── Data records ──

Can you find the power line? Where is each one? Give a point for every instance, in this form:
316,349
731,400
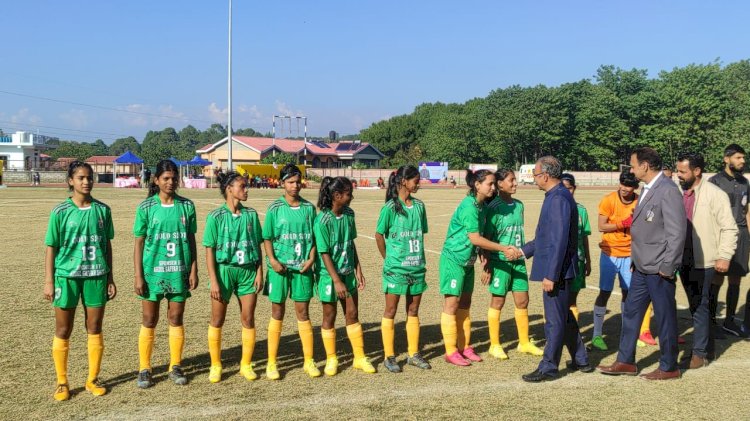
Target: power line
101,107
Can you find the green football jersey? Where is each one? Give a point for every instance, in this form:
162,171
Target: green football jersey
166,254
335,235
80,236
584,230
404,237
469,217
236,238
290,229
504,225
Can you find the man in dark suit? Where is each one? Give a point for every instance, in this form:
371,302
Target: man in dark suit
658,231
554,249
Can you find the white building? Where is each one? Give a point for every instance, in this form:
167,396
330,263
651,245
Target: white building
23,150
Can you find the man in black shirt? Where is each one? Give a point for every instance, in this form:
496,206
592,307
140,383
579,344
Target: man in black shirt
734,183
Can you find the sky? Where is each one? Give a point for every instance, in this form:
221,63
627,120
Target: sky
85,70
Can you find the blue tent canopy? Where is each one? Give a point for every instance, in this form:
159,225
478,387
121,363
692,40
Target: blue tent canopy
177,161
128,158
199,161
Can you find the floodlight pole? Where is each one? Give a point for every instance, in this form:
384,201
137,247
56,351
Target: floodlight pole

───

* Task to carry out
Please convert the lines above into a JSON list of strings with one string per line. Skip blank lines and leave the pictures out.

* Exercise output
[
  "Can you find the power line? Where is each one? Give a point for every instance, in this form:",
  "316,349",
  "731,400",
  "Target: power line",
  "101,107",
  "Can you find the green football jersey? Where is each one? Give a point for every instance, in this form:",
  "162,171",
  "Target: green football jersey",
  "166,254",
  "335,235",
  "80,236",
  "584,230",
  "404,237",
  "469,217",
  "236,238",
  "290,229",
  "504,225",
  "Can you find the man in dark suit? Where is each one? Give a point for every instance, in this form:",
  "371,302",
  "Target: man in dark suit",
  "658,231",
  "554,249",
  "Can you find the white building? Where is each one? Give a point for every instance, in this form:",
  "167,396",
  "330,263",
  "651,245",
  "Target: white building",
  "23,150",
  "Can you find the man in black shirt? Where is each one? Give a point for every instance, in this form:",
  "496,206",
  "592,307",
  "140,383",
  "579,344",
  "Target: man in black shirt",
  "734,183",
  "Can you find the sky? Where is each one? Give a point for every instance, in this form:",
  "221,63",
  "627,120",
  "Target: sky",
  "85,70",
  "Can you find the blue tent canopy? Where is each one? Give a point for every instance, in this form:",
  "159,225",
  "478,387",
  "121,363",
  "692,40",
  "Target: blue tent canopy",
  "177,161",
  "128,158",
  "199,161",
  "Can you find the floodlight pole? Where is each one? Give a point for every instance, in this form:",
  "384,201",
  "137,247",
  "56,351",
  "Target: floodlight pole"
]